Each of the entries should be retyped precisely as it appears.

--- START Supplied material ---

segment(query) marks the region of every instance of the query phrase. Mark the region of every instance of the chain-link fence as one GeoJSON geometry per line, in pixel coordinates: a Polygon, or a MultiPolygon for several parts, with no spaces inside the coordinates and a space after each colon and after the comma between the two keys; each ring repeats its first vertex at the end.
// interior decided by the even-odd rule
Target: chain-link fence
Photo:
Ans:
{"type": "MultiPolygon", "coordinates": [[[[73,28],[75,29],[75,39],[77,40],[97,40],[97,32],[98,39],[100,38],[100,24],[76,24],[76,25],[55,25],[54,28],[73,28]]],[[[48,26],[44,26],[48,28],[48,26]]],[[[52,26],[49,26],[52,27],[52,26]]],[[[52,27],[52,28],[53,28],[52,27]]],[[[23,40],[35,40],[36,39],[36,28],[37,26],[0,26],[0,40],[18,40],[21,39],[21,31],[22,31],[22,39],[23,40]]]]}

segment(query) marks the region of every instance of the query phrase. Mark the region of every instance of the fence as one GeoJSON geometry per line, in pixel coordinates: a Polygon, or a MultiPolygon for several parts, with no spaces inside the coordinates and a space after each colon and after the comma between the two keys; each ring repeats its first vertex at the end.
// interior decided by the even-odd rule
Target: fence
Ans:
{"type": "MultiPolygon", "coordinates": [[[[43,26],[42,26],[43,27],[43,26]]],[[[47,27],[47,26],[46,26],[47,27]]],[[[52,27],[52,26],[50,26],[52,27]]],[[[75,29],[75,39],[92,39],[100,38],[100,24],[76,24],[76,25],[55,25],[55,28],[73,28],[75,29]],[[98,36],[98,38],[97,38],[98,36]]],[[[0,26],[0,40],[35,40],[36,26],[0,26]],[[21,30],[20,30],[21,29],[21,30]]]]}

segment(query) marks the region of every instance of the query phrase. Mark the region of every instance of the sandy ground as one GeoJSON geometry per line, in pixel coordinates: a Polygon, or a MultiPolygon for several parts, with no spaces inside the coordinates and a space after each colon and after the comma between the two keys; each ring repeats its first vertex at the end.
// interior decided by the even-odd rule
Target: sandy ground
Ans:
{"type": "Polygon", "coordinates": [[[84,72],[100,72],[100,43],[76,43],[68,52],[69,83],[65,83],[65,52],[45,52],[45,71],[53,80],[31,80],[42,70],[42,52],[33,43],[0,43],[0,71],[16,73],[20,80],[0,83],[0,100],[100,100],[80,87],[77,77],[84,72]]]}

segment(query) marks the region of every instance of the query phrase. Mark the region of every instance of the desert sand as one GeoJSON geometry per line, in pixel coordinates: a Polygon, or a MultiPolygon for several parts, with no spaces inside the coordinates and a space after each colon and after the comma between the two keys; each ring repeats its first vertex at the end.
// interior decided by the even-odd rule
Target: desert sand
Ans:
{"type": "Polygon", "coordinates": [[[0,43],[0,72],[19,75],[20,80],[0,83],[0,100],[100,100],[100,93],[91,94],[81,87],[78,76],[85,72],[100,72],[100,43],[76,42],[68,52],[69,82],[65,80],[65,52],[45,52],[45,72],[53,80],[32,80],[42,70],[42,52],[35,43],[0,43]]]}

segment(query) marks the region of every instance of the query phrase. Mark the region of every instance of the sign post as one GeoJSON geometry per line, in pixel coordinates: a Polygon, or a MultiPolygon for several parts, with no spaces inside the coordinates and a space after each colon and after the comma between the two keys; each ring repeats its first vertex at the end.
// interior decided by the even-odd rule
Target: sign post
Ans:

--- END Supplied material ---

• _Task answer_
segment(query) marks the region of every instance of the query phrase. Mark the region of every instance of the chain-link fence as one GeoJSON geometry per line, in pixel coordinates: a Polygon, or a MultiPolygon for several parts, with no spaces inside the coordinates and a space after each colon and after the comma between the two keys; each ring repeats its first vertex at the end.
// interior decided by the even-odd rule
Target: chain-link fence
Photo:
Ans:
{"type": "MultiPolygon", "coordinates": [[[[73,28],[75,29],[75,39],[77,40],[97,40],[97,32],[98,39],[100,38],[100,24],[76,24],[76,25],[55,25],[54,28],[73,28]]],[[[48,26],[44,26],[48,28],[48,26]]],[[[52,26],[49,26],[52,27],[52,26]]],[[[52,27],[52,28],[53,28],[52,27]]],[[[23,40],[35,40],[36,39],[36,28],[37,26],[0,26],[0,40],[18,40],[21,39],[21,31],[22,31],[22,39],[23,40]]]]}

segment(query) marks the region of every instance of the query phrase. Mark the region of every instance of the fence as one GeoJSON geometry per line, in pixel coordinates: a Polygon, or a MultiPolygon for several parts, with no spaces inside the coordinates and a space after each colon and after the comma between the two keys; each ring repeats its first vertex at the end.
// interior decided by the even-odd rule
Target: fence
Ans:
{"type": "MultiPolygon", "coordinates": [[[[43,26],[42,26],[43,27],[43,26]]],[[[47,27],[47,26],[46,26],[47,27]]],[[[52,27],[52,26],[50,26],[52,27]]],[[[75,29],[75,39],[92,39],[100,38],[100,24],[76,24],[76,25],[55,25],[55,28],[73,28],[75,29]],[[98,36],[98,38],[97,38],[98,36]]],[[[0,26],[0,40],[35,40],[36,26],[0,26]],[[21,30],[20,30],[21,29],[21,30]]]]}

segment(query) marks the region of every instance of the query phrase. Mark the region of every instance of the sandy ground as one GeoJSON geometry per line, in pixel coordinates: a Polygon, or a MultiPolygon for several parts, with no spaces inside the coordinates and a space after each colon and after the comma between the two keys; each ring repeats its first vertex at the end.
// interior decided by the even-odd rule
Target: sandy ground
Ans:
{"type": "Polygon", "coordinates": [[[84,72],[100,72],[100,43],[76,43],[68,52],[69,83],[65,83],[65,52],[45,52],[45,71],[53,80],[31,80],[42,70],[42,52],[33,43],[0,43],[0,71],[16,73],[20,80],[0,83],[0,100],[100,100],[80,87],[77,77],[84,72]]]}

segment(query) marks the region of every instance of the query phrase. Mark the region of every instance of the desert sand as one GeoJSON geometry per line, in pixel coordinates: a Polygon, or a MultiPolygon for several parts, with no spaces inside the coordinates and a space after each colon and after the comma between the two keys; each ring repeats its first vertex at the end.
// interior decided by the even-odd rule
Target: desert sand
Ans:
{"type": "Polygon", "coordinates": [[[0,43],[0,72],[19,75],[20,80],[0,83],[0,100],[100,100],[100,93],[91,94],[81,87],[78,76],[85,72],[100,72],[100,43],[76,42],[68,52],[69,82],[65,80],[65,52],[45,52],[45,72],[53,80],[32,80],[42,70],[42,52],[35,43],[0,43]]]}

segment(query) marks the region of every instance of the query phrase. Mark the region of every instance of the sign post as one GeoJSON geometry per line, in pixel coordinates: a Polygon, or a MultiPolygon for several parts, with no spaces inside the coordinates and a space after each colon and after the comma between the two keys; each ring repeats its first vertex at the end.
// interior decided by the even-odd rule
Target: sign post
Ans:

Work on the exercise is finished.